Required task:
Please edit the Pandorum review below: restate it from "This weekend’s wide" up to and including "actor Antje Traue.", swapping "distributors" for "buyers".

Dir Christian Alvart. US/Germany. 2009. 108 mins

Pandorum

With its loopy mix of Alien-inspired sci-fi and marauding-mutant horror, Pandorum is likely to please hard core genre fans but leave everyone else feeling lost in space. The mid-level cast and lack of a well-known underlying property will be additional box office drawbacks for this latest joint venture from Resident Evil series partners Constantin Film and Impact Pictures. Ancillary markets, though, should produce decent returns.

Over-acting is endemic

This weekend’s wide North American opening through Overture Films produced a smaller than expected estimated gross of $4.4m, perhaps because the R-rated space outing was competing with PG-13 sci-fi entry Surrogates. But distributors that have acquired the film from Summit for international territories could have more success – all three Resident Evil films did significantly better internationally than domestically – and in Germany Constantin will be helped by local recognition for native son director Christian Alvart and supporting actor Antje Traue.

Data extract:

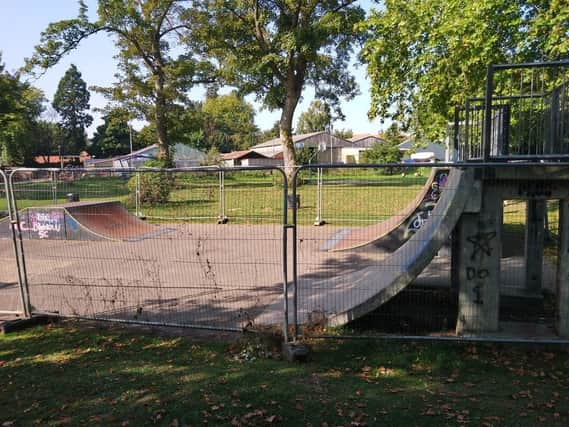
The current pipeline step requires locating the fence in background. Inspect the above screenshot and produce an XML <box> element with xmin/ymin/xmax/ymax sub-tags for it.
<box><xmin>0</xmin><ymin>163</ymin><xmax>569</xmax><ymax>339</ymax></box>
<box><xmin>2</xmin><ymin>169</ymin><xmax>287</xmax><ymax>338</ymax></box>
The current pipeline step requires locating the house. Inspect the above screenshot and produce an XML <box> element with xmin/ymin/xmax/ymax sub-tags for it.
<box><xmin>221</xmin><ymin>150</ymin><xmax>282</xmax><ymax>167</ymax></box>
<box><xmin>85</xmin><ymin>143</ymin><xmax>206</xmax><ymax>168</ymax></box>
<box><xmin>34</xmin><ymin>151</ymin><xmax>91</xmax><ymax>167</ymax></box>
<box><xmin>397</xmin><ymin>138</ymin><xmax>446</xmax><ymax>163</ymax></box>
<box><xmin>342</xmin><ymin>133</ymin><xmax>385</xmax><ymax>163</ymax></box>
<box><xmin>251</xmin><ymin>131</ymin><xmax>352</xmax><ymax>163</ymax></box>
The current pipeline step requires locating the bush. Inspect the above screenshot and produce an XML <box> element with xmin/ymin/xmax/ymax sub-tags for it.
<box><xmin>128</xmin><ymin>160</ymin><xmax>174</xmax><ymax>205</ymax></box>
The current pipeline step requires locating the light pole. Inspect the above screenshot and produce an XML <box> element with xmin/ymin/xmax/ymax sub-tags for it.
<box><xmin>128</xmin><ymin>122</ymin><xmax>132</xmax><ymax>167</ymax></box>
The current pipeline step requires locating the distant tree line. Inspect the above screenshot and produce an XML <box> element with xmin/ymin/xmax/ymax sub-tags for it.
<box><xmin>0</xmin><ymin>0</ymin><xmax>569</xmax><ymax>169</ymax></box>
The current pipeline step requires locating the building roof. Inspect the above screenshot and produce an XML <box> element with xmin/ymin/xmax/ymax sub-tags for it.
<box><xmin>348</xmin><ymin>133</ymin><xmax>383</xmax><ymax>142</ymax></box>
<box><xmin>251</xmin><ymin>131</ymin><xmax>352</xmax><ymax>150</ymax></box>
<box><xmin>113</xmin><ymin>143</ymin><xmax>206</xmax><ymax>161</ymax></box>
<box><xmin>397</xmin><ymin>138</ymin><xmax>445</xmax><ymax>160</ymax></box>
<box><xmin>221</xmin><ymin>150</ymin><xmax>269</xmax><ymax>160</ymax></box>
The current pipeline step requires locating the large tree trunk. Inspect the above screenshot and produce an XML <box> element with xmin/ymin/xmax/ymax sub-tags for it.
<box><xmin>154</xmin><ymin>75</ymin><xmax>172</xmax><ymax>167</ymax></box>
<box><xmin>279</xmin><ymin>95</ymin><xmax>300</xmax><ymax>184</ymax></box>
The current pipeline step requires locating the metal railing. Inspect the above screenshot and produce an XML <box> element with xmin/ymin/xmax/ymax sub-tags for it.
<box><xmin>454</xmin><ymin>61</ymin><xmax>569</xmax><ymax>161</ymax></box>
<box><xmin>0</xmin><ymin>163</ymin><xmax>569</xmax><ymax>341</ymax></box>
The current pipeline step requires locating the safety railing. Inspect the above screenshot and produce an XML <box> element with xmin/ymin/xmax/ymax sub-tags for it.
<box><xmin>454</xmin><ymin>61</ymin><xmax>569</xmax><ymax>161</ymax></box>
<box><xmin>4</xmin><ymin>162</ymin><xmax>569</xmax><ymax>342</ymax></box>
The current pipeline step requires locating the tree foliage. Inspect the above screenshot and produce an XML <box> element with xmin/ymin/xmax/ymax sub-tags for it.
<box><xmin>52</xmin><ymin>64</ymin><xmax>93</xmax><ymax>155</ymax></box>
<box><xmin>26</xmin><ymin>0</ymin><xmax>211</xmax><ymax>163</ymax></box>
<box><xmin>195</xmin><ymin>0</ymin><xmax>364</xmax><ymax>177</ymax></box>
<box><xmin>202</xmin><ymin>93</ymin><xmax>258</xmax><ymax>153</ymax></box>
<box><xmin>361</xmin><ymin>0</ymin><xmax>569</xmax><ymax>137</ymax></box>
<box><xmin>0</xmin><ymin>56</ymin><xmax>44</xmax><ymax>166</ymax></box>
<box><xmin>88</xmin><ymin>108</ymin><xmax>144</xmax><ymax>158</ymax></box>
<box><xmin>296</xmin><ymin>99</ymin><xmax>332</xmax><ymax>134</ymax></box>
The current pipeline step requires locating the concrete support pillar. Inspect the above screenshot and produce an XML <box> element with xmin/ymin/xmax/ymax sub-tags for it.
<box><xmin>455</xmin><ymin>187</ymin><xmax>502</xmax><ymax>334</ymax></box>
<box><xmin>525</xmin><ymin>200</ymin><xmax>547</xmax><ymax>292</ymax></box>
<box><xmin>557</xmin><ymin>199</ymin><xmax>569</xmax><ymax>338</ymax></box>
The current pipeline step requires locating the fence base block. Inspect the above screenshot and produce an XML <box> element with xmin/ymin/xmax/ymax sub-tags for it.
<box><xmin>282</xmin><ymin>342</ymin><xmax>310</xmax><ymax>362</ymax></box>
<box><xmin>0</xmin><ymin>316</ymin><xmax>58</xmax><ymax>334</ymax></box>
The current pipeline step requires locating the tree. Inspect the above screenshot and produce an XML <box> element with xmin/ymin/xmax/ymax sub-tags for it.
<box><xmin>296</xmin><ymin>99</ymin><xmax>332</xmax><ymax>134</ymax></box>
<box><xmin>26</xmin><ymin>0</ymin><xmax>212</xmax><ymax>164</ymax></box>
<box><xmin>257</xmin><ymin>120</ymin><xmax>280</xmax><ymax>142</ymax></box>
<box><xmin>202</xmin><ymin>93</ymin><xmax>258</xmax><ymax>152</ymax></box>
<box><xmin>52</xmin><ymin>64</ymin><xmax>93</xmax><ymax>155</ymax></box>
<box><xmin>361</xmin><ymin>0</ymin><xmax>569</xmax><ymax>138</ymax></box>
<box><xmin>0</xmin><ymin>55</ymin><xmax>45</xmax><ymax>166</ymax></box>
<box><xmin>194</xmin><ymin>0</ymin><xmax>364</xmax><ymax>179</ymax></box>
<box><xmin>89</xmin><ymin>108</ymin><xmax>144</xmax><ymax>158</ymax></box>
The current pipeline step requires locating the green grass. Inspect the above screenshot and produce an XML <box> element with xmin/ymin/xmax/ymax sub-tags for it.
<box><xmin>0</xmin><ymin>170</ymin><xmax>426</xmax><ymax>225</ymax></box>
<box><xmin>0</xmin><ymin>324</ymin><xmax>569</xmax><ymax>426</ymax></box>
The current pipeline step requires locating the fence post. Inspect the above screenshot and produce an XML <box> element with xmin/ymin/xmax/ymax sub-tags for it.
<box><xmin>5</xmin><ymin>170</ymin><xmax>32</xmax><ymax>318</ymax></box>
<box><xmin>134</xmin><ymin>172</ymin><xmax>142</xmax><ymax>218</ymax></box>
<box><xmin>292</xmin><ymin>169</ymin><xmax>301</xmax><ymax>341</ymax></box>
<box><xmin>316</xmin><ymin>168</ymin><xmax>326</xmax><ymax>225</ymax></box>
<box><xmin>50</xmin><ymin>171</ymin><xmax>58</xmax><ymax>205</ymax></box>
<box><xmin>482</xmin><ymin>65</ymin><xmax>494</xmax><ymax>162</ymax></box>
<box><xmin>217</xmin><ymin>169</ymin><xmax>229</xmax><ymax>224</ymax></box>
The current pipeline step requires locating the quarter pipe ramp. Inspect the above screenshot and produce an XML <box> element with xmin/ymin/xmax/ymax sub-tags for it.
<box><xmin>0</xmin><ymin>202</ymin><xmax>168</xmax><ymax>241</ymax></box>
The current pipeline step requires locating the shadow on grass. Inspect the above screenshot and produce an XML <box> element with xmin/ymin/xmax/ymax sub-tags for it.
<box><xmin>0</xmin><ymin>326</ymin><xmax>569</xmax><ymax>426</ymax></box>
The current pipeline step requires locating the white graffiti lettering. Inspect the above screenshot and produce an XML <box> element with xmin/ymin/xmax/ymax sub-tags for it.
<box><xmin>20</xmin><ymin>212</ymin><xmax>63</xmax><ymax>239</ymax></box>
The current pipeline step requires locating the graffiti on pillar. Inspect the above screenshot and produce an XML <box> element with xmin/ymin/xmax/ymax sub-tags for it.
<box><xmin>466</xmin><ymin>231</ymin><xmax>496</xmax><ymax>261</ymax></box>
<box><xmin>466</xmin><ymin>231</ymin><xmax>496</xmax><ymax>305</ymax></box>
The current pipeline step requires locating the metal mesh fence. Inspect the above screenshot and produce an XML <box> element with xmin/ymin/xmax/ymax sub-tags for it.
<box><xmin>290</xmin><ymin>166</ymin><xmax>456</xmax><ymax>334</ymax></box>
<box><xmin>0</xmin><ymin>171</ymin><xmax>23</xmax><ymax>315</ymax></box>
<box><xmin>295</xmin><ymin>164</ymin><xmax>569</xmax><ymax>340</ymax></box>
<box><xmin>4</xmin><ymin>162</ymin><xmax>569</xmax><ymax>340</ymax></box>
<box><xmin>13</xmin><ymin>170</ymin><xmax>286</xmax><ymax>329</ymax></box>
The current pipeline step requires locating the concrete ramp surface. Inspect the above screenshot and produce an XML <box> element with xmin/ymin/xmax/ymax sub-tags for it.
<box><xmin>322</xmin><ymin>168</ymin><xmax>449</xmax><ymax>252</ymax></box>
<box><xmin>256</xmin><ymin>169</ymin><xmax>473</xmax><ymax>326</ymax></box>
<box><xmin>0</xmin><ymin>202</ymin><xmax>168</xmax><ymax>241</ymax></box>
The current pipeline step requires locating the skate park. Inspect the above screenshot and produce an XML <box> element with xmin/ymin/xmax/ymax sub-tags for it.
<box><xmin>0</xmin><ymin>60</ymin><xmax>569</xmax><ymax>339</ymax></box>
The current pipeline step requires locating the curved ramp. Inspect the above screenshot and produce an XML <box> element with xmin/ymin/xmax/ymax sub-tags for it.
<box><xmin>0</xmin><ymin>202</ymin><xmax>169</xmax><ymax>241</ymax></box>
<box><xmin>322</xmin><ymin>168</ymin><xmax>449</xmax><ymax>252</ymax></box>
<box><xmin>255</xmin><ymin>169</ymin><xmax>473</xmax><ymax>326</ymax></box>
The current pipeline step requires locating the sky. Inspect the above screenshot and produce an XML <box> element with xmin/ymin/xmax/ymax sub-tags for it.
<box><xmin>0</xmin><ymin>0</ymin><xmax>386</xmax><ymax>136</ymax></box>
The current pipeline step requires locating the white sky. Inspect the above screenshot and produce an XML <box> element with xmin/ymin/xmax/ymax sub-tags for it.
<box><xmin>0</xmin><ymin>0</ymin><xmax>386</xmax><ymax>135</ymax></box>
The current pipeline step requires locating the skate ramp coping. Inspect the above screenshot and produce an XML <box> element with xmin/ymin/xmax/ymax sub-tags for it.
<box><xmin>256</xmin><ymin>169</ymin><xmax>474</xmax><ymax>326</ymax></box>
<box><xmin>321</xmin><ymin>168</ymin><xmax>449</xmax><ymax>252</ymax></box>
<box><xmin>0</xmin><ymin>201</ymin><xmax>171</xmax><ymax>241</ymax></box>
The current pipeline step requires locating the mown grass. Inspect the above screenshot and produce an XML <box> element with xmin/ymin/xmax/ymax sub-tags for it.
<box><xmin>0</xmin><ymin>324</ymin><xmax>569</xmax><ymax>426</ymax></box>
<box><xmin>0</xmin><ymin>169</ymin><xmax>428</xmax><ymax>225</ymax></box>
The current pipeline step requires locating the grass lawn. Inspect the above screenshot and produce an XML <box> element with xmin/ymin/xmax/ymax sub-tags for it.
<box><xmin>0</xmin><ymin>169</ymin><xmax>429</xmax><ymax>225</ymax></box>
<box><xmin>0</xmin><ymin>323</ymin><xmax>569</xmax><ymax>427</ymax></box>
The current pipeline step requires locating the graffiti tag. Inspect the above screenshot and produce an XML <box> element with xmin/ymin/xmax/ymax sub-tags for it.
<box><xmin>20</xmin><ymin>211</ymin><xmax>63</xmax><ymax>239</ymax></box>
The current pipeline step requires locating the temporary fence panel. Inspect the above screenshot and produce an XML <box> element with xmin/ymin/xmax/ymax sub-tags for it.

Finished answer:
This weekend’s wide North American opening through Overture Films produced a smaller than expected estimated gross of $4.4m, perhaps because the R-rated space outing was competing with PG-13 sci-fi entry Surrogates. But buyers that have acquired the film from Summit for international territories could have more success – all three Resident Evil films did significantly better internationally than domestically – and in Germany Constantin will be helped by local recognition for native son director Christian Alvart and supporting actor Antje Traue.